Description of the task -
Output every entry exactly as written.

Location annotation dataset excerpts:
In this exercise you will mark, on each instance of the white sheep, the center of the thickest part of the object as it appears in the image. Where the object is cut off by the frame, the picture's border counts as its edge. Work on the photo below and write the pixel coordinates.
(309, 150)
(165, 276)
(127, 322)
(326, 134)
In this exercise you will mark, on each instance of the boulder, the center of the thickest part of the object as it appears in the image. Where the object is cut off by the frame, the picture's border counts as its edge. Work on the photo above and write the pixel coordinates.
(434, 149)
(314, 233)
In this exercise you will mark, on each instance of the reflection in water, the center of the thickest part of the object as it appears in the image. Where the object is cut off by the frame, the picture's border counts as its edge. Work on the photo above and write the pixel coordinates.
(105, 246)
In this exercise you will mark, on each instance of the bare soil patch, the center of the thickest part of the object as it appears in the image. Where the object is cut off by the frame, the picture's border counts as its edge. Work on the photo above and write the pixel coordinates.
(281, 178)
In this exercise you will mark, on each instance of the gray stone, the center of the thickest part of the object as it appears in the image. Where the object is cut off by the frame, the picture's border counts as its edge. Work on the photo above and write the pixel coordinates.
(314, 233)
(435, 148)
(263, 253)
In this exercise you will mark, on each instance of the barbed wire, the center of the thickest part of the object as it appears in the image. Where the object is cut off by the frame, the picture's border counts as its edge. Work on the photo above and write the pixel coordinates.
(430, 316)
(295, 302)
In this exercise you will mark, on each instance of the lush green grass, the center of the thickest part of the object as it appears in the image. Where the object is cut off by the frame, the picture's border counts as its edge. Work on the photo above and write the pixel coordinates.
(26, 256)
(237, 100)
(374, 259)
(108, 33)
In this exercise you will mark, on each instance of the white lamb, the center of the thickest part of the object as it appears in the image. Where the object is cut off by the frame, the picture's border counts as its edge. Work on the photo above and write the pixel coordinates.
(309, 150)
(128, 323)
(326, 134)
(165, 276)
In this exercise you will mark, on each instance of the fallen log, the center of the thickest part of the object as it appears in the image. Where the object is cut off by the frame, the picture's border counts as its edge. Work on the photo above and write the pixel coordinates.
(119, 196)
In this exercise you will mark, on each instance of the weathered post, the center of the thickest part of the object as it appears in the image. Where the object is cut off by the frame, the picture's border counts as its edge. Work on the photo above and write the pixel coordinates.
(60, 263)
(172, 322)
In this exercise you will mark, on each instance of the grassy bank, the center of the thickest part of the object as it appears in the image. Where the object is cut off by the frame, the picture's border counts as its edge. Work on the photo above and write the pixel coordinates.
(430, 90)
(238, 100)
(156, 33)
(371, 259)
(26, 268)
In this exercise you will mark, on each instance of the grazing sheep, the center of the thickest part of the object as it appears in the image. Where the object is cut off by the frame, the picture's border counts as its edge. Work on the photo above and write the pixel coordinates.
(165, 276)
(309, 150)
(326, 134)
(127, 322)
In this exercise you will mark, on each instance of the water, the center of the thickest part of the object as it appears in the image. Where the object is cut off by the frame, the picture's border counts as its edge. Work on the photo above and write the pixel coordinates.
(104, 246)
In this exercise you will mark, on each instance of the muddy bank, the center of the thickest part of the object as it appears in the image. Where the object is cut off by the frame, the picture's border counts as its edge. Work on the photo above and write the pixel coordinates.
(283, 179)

Solution to this problem -
In this exercise you will mark, on each instance of the white sheep, the center of the thickest part of the object as it appears in the image. Where the object is cut off by the frame, the picture's border counts as its edge. Work on the photo below and write the pixel coordinates.
(309, 150)
(165, 276)
(127, 322)
(326, 134)
In this exercise you will mark, on each instance of the boulder, the center of the thickest part of the object as it appears in the image. Where the object is cut off by the frame, the picture's border counts as its edge. Work on the photo above and write the pixel coordinates.
(434, 149)
(314, 233)
In this exercise you will mark, on each instance of the reflection in water, the center of the thickest part of the object as it appears in the image. Where the object is cut off by the frame, the picture's border counts as its edge. Work on the photo above and write the pixel coordinates.
(105, 246)
In this exercise you will mark, on each instance of the bare soil patch, the center of the thickest part of the object as it appears in the image. Where the object is cut off by the frame, the picture's border counts as its edge. Work on the photo above and write the pixel coordinates.
(281, 178)
In this exercise you will mark, on each instance of the gray stone, the center of the thickest part of the object as it appears in the image. Where the object is cut off by the frame, the picture's border counts as its edge. Work on the photo above and write the pixel coordinates.
(314, 233)
(435, 148)
(263, 253)
In this exercise you will mark, on each instance of the barbed wire, the center of the thickest part of the object as it appears in the image. Where the object is cut off by the frame, the picture's border counts as its edge. Work on the photo above and write the pixel coordinates.
(430, 316)
(295, 302)
In this exercise you will mark, on each instance of the lush green grass, the center of the thickest part of the object as it appears in the image. Where the object is cut off by the frame, the picture's border counts as its edge. Work on the photo above and write the pixel coordinates.
(26, 256)
(237, 100)
(374, 259)
(108, 33)
In this exercise you will mark, on each instance of the white lamb, the center of the thickest part of the object as it appears in the image. Where the object is cut off by the frame, the picture's border counts as its edge. Work on the photo above and write the pixel coordinates.
(309, 150)
(128, 323)
(326, 134)
(165, 276)
In this exercise you will mark, on each instance of the fallen log, the center of the thickest part of the object as it appears in the image. Where the object is cut off by the frame, the picture's border counts as its edge. Work on the photo above and write the pixel coordinates.
(119, 196)
In this exercise you will mark, on each instance of the weathered post, the center of the thickest part of the object as it appears in the image. Where the object is cut off by the frame, the picture's border counts as its edge. Work on the photo above and write the pixel coordinates.
(60, 263)
(172, 322)
In this exercise you will mark, on each instance of the grassy bank, the center of the thickest part of the object as it appears in the image. Where the object is cut off by the frame, the picture's border counts as its edge. Work on the photo above and write the pixel coordinates.
(430, 90)
(238, 100)
(156, 33)
(371, 259)
(26, 268)
In this exercise you will mark, on each instance of the grazing sheep, the center of the thickest part of the object as it appears in the image. Where the object is cut off by the frame, the picture's border counts as its edge. Work on the photo above and write the pixel coordinates.
(165, 276)
(309, 150)
(326, 134)
(127, 322)
In this exercise you will mark, on each instance of the water, the center of the thickest part of the object as it appears in the image. Where the object is cut off by the frame, the picture's border counts as its edge. Work on the photo above and write the pixel coordinates.
(104, 246)
In this exercise you will mark, on each instance of the muddy bank, the center of the thickest part of the object as it appears in the image. Where the object is cut off by the frame, the picture's border counts as its edge. Work on the photo above and write the pixel coordinates.
(283, 179)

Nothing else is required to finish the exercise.